— begin Selected excerpt —

[Toybox] Fwd: Graff and bc

Tue Mar 13 09:06:02 PDT 2018

Forwarded mail that was accidentally sent privately to Rob.
Gavin Howard

---------- Forwarded message ----------
From: Gavin Howard <gavin.d.howard at gmail.com>
Date: Mon, Mar 12, 2018 at 5:02 PM
Subject: Re: [Toybox] Graff and bc
To: Rob Landley <rob at landley.net>

That is a really good email, and I guess we have had a bit of
miscommunication about this.

To me, I wasn't writing the "toybox bc." I was writing "a bc" that
could be automatically integrated into toybox whenever I released. I
would like the bc to be useful other places as well, such as busybox
and standalone. (Sabotage Linux already wants it standalone.) So while
I wrote it in toybox style, I also wrote it to be useful in other
places.

That should explain some of my choices, but I will go into a bit of detail.

> I intend to do a series of cleanup passes, as I generally do to every command in
> pending. I intend to check them in one at a time, in reasonably bite-sized
> chunks, and write up a description of what I did each time. Just like the series
> linked to on https://landley.net/toybox/cleanup.html
>
> Some of it's coding style issues:
>
> $ grep typedef toys/pending/bc.c | wc
>      34     135    1129
> $ grep typedef toys/other/*.c | wc
>      0      0      0

Yes, cleanup passes are necessary; I have no doubt about that. But in
this case, based on the style I use, grepping for typedefs is not
entirely accurate because I typedef all of my struct definitions. It's
not something everyone does, but I do. Do you want me to remove them?

> And some is because I expect I honestly can make it smaller and simpler.

— end Selected excerpt —
— begin Information supplied —

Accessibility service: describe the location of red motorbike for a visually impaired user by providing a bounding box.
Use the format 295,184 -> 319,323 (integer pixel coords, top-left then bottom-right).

— end Information supplied —

_Set task:_ Decide whether each statement below agrees with the forwarded bc email. Answer yes or no for each, and quote the words from the email that settle it. 1. The mail was forwarded because it had been sent privately to Rob by accident. 2. Sabotage Linux wants the bc as part of busybox. 3. The writer typedefs only some struct definitions.

_Final result:_
1. Yes: "Forwarded mail that was accidentally sent privately to Rob."
2. No: "(Sabotage Linux already wants it standalone.)"
3. No: "I typedef all of my struct definitions."